#### Aim:
Return every line of the material below word for word, but leave out the pictures.

begin Records for this task

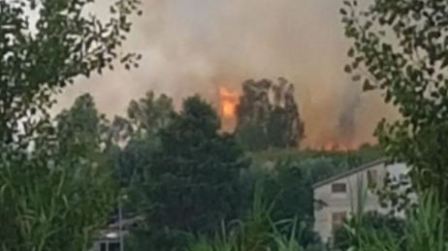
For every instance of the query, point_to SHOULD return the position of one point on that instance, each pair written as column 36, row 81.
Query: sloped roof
column 349, row 172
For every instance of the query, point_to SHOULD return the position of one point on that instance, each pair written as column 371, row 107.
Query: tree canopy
column 399, row 48
column 55, row 192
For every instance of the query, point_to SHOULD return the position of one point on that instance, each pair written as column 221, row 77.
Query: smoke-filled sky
column 194, row 46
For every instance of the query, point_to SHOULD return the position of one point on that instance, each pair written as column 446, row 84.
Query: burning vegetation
column 265, row 115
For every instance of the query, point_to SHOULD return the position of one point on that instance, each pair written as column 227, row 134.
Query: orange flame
column 228, row 100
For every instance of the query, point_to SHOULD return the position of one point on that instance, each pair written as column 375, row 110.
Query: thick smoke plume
column 197, row 46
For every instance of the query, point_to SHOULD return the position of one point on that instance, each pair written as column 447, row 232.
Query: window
column 372, row 178
column 338, row 188
column 337, row 220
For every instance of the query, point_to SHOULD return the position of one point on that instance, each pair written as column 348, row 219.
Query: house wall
column 358, row 194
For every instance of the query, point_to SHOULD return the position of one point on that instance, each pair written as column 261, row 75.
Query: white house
column 340, row 196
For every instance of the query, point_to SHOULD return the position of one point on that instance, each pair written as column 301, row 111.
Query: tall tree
column 138, row 134
column 268, row 115
column 399, row 47
column 46, row 193
column 192, row 180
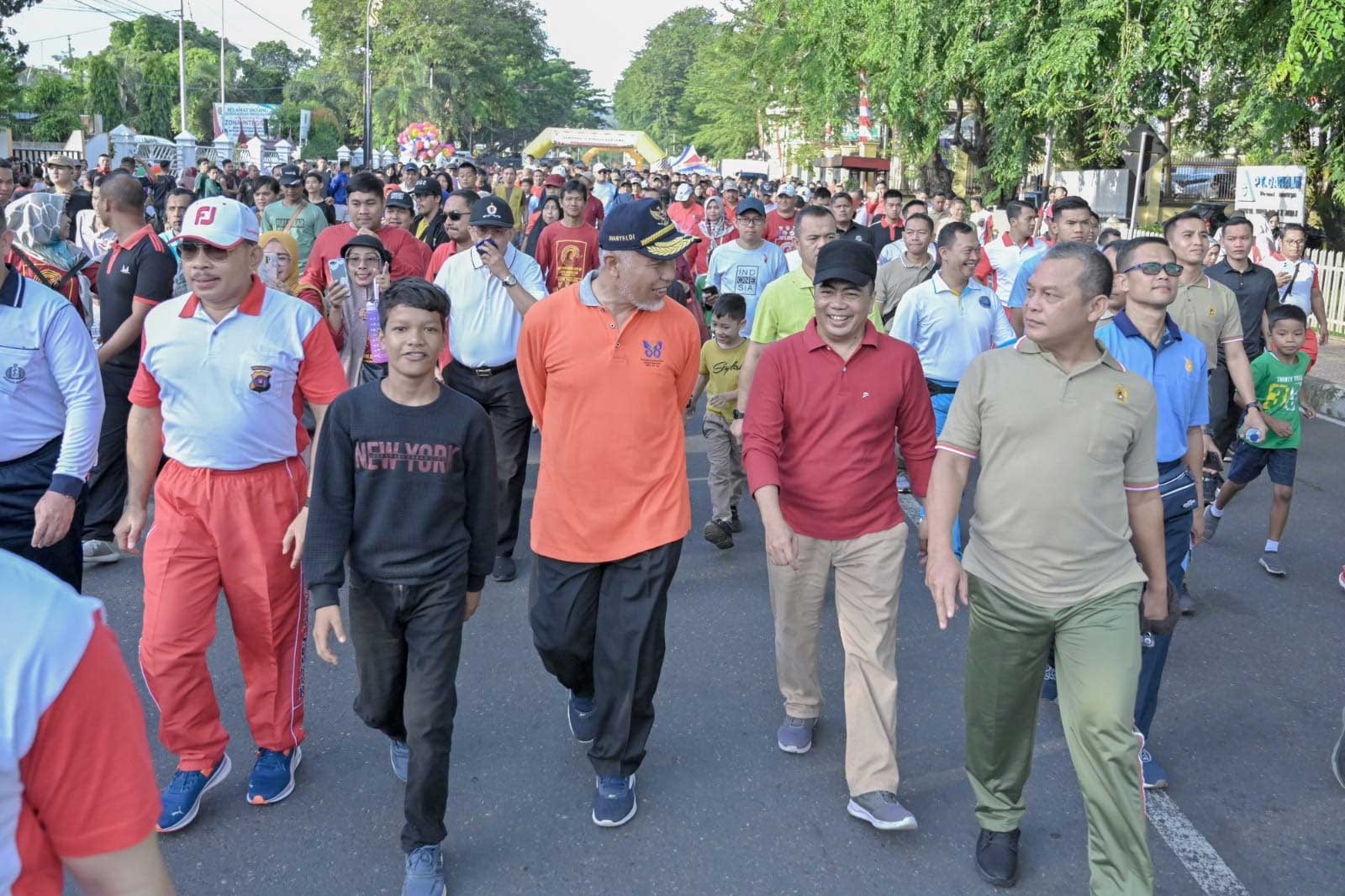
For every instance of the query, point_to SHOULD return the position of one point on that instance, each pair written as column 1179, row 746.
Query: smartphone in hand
column 336, row 271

end Records for this task

#### The solution:
For every instance of the query, point_to SHOULD return the position of one point on that instance, each pair written as column 36, row 81.
Query: sloped roof
column 349, row 172
For every instance of the query, point_to SHOULD return the position of one point on that instance, each pair written as column 371, row 107.
Query: tree canopy
column 399, row 48
column 55, row 192
For every instance of the query, point_to SHOULD return the position of one point on that instance, each pair written as column 221, row 77.
Query: smoke-filled sky
column 194, row 46
For every instance of the query, point_to SHOULD return the position of one point on that instance, each pair written as column 446, row 84.
Query: burning vegetation
column 265, row 115
For every instance of the query, point_to SHOULD return the position of one point on that instance, each pair written as column 227, row 134.
Query: orange flame
column 228, row 100
For every instance of the query, point_to SHOULD return the position of one point on that instance, each pair written as column 375, row 110.
Query: thick smoke plume
column 197, row 46
For every instance of the query, point_to SHOULD return the position of one point on that instance, each pair written as column 447, row 232.
Query: window
column 372, row 178
column 338, row 188
column 337, row 220
For every instance of the query, point_to SHOULD return the position of one point on that instance, each pair written as column 348, row 219.
Query: house wall
column 358, row 194
For every instance of the query, point_to SHOULD return the position of one point on that instance, each pair written as column 261, row 75.
Query: white house
column 340, row 196
For every instance of the query, point_to SHOULD return the position of one point on that instance, each pair written as column 301, row 111.
Query: tall tree
column 138, row 134
column 268, row 115
column 399, row 47
column 46, row 193
column 192, row 180
For every instance of the query, point_to SHOULD return the position of one point on that instance, each pair written as column 1179, row 746.
Query: smartphone in hand
column 336, row 271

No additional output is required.